Летом 1973 года в Коктебеле мне довелось познакомиться с вдовой Максимилиана Волошина – Марией Степановной, незадолго до ее смерти. Мы с ней несколько раз поднимались на гору к могиле Волошина, и она рассказывала еще не опубликованные в те годы истории о его не состоявшейся дуэли с Гумилевым, о письме, которое он написал во врангелевскую контрразведку, чтобы вызволить арестованного Мандельштама. По просьбе благоволившей ко мне Марии Степановны мне даже посчастливилось петь свои песни в высокой мастерской Волошина для небольшого круга пожилых людей, еще помнивших недолгий Серебряный век российской поэзии. При этом на гитаре мне аккомпанировал Виктор Фогельсон.

Извлечённый материал
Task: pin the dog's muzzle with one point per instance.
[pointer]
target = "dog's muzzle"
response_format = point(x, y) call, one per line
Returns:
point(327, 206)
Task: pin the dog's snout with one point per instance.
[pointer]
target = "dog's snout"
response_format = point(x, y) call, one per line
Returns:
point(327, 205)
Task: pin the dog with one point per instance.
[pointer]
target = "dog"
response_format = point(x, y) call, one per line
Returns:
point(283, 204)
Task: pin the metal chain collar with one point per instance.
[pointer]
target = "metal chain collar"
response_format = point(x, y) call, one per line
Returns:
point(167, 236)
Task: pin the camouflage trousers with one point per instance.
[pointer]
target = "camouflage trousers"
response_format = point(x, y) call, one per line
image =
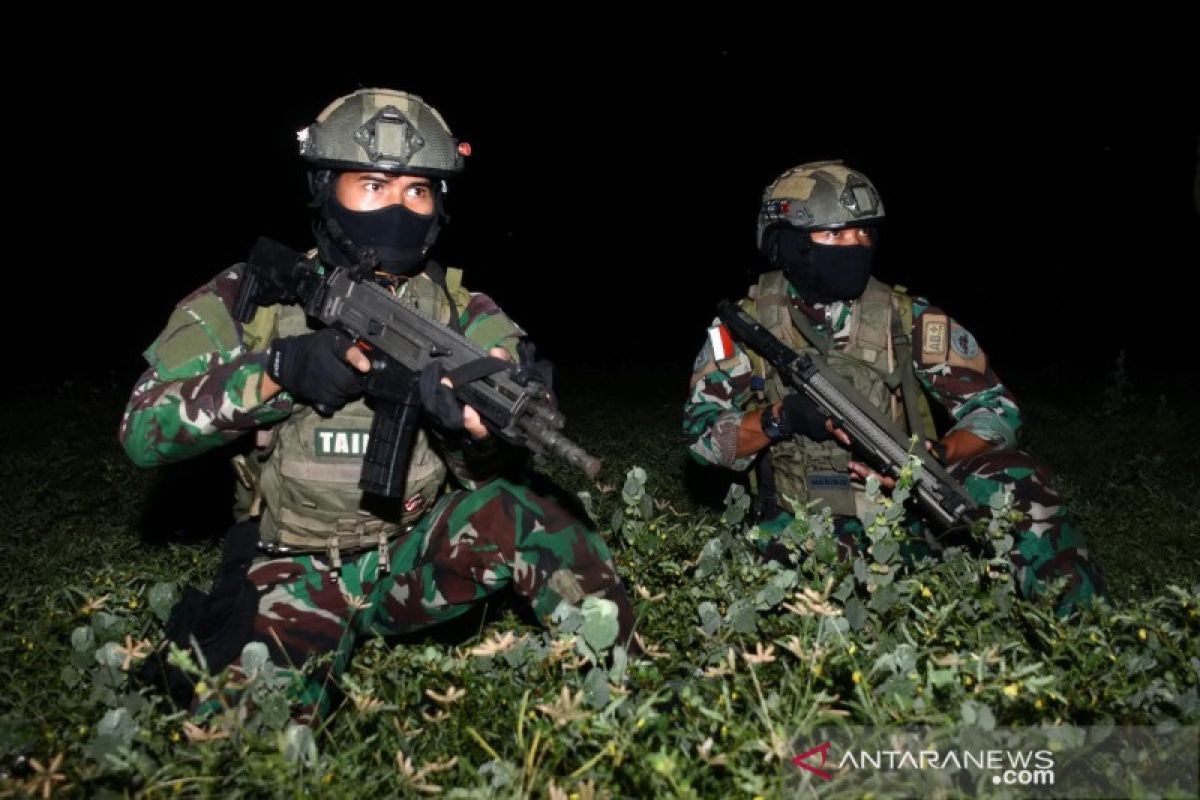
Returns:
point(1047, 542)
point(468, 546)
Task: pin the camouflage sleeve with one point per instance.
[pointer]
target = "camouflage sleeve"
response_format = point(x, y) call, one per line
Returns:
point(720, 396)
point(955, 371)
point(486, 325)
point(202, 388)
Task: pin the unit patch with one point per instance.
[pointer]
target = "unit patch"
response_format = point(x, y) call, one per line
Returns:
point(341, 443)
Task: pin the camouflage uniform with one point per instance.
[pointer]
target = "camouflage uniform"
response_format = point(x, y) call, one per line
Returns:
point(859, 337)
point(483, 536)
point(355, 564)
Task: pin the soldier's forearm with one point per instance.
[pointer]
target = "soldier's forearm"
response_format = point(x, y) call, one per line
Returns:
point(750, 437)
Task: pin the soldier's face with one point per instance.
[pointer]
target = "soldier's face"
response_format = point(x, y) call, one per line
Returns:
point(844, 238)
point(372, 191)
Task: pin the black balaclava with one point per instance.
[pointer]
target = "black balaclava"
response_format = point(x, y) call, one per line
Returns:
point(399, 238)
point(821, 274)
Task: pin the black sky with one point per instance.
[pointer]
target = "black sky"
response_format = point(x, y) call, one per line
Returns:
point(611, 198)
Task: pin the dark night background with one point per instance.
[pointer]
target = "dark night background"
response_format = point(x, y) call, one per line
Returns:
point(611, 198)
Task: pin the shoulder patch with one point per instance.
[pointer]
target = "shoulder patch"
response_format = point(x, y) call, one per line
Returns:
point(934, 338)
point(965, 350)
point(963, 342)
point(720, 342)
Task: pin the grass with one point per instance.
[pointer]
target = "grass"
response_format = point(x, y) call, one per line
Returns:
point(744, 656)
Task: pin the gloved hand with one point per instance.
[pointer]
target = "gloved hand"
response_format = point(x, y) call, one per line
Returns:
point(799, 415)
point(313, 368)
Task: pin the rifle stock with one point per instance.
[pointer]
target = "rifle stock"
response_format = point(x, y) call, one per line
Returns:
point(401, 341)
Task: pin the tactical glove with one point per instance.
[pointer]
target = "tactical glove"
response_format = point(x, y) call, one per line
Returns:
point(313, 368)
point(797, 415)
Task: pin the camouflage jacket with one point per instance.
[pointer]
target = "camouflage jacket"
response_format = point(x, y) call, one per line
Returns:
point(951, 366)
point(202, 388)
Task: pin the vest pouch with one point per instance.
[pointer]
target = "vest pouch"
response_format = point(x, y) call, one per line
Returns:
point(311, 485)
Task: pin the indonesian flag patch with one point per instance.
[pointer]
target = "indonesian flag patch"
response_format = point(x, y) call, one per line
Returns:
point(721, 342)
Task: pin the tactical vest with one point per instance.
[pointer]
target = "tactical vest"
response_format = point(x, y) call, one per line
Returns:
point(807, 470)
point(303, 474)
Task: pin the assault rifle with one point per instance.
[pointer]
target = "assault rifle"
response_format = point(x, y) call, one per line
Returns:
point(869, 429)
point(401, 341)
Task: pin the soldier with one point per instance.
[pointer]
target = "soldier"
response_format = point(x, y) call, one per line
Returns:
point(819, 228)
point(348, 564)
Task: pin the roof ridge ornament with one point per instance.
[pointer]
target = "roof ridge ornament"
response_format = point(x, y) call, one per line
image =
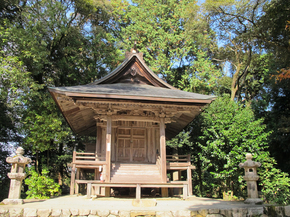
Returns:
point(133, 51)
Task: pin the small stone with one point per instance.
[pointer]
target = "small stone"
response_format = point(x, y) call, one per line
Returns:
point(65, 213)
point(181, 213)
point(3, 211)
point(124, 213)
point(254, 201)
point(103, 213)
point(56, 213)
point(213, 211)
point(239, 212)
point(84, 212)
point(114, 212)
point(226, 212)
point(144, 202)
point(203, 212)
point(135, 213)
point(93, 212)
point(12, 201)
point(279, 210)
point(164, 214)
point(43, 212)
point(28, 212)
point(16, 212)
point(74, 212)
point(255, 211)
point(214, 215)
point(287, 210)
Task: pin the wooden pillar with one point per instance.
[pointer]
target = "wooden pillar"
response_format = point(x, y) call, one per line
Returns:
point(164, 192)
point(163, 151)
point(72, 179)
point(189, 180)
point(98, 141)
point(138, 192)
point(108, 148)
point(73, 174)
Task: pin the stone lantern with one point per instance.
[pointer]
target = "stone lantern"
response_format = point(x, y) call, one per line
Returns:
point(251, 178)
point(17, 175)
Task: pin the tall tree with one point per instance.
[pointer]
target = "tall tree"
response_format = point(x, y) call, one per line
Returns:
point(235, 23)
point(158, 27)
point(52, 43)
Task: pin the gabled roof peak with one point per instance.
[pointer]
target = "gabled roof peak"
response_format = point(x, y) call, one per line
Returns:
point(133, 70)
point(133, 51)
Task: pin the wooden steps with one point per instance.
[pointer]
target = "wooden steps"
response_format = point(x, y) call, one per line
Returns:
point(135, 173)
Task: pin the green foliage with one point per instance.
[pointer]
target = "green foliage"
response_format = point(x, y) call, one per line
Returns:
point(275, 183)
point(229, 131)
point(41, 186)
point(177, 55)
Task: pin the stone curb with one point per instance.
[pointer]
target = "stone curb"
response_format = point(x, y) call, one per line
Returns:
point(266, 211)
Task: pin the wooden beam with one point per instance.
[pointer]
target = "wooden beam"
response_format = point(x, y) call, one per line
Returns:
point(72, 180)
point(189, 179)
point(138, 192)
point(73, 175)
point(134, 118)
point(163, 151)
point(99, 140)
point(108, 148)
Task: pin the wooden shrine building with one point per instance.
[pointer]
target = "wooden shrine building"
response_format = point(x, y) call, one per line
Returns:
point(131, 112)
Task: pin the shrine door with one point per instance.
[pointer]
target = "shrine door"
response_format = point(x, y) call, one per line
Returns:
point(131, 145)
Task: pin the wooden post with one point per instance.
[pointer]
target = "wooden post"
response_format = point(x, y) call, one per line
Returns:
point(108, 148)
point(185, 191)
point(107, 191)
point(77, 177)
point(138, 192)
point(89, 189)
point(189, 180)
point(163, 151)
point(164, 192)
point(98, 142)
point(73, 175)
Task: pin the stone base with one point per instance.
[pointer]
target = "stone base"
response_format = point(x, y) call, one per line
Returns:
point(144, 202)
point(253, 201)
point(12, 201)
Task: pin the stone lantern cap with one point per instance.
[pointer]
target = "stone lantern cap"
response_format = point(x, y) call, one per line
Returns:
point(249, 163)
point(250, 168)
point(18, 158)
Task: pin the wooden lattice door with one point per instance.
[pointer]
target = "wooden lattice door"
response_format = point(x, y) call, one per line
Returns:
point(139, 147)
point(124, 145)
point(131, 145)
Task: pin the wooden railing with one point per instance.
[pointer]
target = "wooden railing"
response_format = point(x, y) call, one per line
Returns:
point(158, 163)
point(178, 158)
point(88, 158)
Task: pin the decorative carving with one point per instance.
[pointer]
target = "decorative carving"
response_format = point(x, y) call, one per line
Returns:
point(133, 71)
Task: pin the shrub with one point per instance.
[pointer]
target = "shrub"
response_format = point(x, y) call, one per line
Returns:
point(41, 186)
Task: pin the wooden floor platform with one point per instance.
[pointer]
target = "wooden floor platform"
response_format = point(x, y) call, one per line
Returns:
point(138, 186)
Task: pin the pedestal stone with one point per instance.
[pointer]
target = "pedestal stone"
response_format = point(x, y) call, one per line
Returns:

Суть задания
Замените «Коктебеле» на «Крыму» во фрагменте текста о вдове Волошина, начиная со слов «Летом 1973 года» и далее до слов «аккомпанировал Виктор Фогельсон.», и приведите этот фрагмент полностью. Приведённый перечень взят из другого источника.

Ответ на задание
Летом 1973 года в Крыму мне довелось познакомиться с вдовой Максимилиана Волошина – Марией Степановной, незадолго до ее смерти. Мы с ней несколько раз поднимались на гору к могиле Волошина, и она рассказывала еще не опубликованные в те годы истории о его не состоявшейся дуэли с Гумилевым, о письме, которое он написал во врангелевскую контрразведку, чтобы вызволить арестованного Мандельштама. По просьбе благоволившей ко мне Марии Степановны мне даже посчастливилось петь свои песни в высокой мастерской Волошина для небольшого круга пожилых людей, еще помнивших недолгий Серебряный век российской поэзии. При этом на гитаре мне аккомпанировал Виктор Фогельсон.